• Assignment: Duplicate the Bill Mondy biography below in full, word for word.

- Born: June 16, 1963 (age 63) Rochester, New York, U.S.
- Education: University of Illinois Urbana-Champaign (BFA) New York University (MFA)
- Occupation: Actor
- Years active: 1988–present
- Website: www.billmondy.com

= Bill Mondy =

American actor (born 1963)

Bill Mondy (born June 16, 1963), sometimes credited as Bill Monday, is an American actor. He is known for his roles as Deputy Roscoe in the television series The Dead Zone and for voicing characters such as Mr. Black in Johnny Test and Evac in Transformers: Cybertron.

== Early life and education ==
Mondy was born on June 16, 1963, in Rochester, New York. He earned a Bachelor of Fine Arts (BFA) from the University of Illinois Urbana-Champaign in 1985 and a master's degree from New York University's Graduate Acting Program in 1988.

==Career==
After completing his education, Mondy began his acting career in theater, performing off-Broadway in productions such as a revival of Lanford Wilson's The Rimers of Eldritch at The Second Stage. He also played leading roles in regional theaters across the United States, including the Arena Stage, Actors Theatre of Louisville, The Huntington Theatre in Boston, and South Coast Repertory.

(Collected data)
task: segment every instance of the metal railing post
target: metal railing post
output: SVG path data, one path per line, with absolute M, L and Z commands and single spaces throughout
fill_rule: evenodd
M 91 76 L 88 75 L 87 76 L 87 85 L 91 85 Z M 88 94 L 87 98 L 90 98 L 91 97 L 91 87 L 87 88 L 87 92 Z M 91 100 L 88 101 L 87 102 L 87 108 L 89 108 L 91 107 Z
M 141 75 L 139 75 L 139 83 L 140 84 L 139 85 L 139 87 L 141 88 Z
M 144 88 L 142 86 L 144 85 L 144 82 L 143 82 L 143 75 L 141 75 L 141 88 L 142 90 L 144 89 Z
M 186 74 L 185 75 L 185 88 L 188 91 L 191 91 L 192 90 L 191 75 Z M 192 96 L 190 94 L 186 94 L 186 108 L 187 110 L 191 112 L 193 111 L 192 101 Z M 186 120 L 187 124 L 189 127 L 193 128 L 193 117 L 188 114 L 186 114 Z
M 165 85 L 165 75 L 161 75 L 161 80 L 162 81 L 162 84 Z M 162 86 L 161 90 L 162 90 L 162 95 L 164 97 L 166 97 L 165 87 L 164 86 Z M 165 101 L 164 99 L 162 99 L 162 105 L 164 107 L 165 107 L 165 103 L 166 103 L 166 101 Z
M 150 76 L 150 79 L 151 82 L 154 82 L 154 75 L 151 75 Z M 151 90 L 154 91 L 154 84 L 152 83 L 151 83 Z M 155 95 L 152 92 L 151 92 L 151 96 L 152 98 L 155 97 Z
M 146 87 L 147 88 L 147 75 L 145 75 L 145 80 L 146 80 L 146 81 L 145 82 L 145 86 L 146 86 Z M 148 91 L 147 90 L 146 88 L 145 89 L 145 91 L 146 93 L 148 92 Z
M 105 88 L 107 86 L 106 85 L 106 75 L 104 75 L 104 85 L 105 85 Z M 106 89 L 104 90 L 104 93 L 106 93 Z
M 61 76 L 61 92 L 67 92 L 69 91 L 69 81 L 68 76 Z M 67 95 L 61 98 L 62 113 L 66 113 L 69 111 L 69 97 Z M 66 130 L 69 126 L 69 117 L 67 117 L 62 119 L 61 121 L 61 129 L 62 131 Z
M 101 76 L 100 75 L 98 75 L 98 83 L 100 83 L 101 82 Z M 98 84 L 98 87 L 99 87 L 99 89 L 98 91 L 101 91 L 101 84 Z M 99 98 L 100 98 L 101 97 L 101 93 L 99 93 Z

• Response:
- Born: June 16, 1963 (age 63) Rochester, New York, U.S.
- Education: University of Illinois Urbana-Champaign (BFA) New York University (MFA)
- Occupation: Actor
- Years active: 1988–present
- Website: www.billmondy.com

= Bill Mondy =

American actor (born 1963)

Bill Mondy (born June 16, 1963), sometimes credited as Bill Monday, is an American actor. He is known for his roles as Deputy Roscoe in the television series The Dead Zone and for voicing characters such as Mr. Black in Johnny Test and Evac in Transformers: Cybertron.

== Early life and education ==
Mondy was born on June 16, 1963, in Rochester, New York. He earned a Bachelor of Fine Arts (BFA) from the University of Illinois Urbana-Champaign in 1985 and a master's degree from New York University's Graduate Acting Program in 1988.

==Career==
After completing his education, Mondy began his acting career in theater, performing off-Broadway in productions such as a revival of Lanford Wilson's The Rimers of Eldritch at The Second Stage. He also played leading roles in regional theaters across the United States, including the Arena Stage, Actors Theatre of Louisville, The Huntington Theatre in Boston, and South Coast Repertory.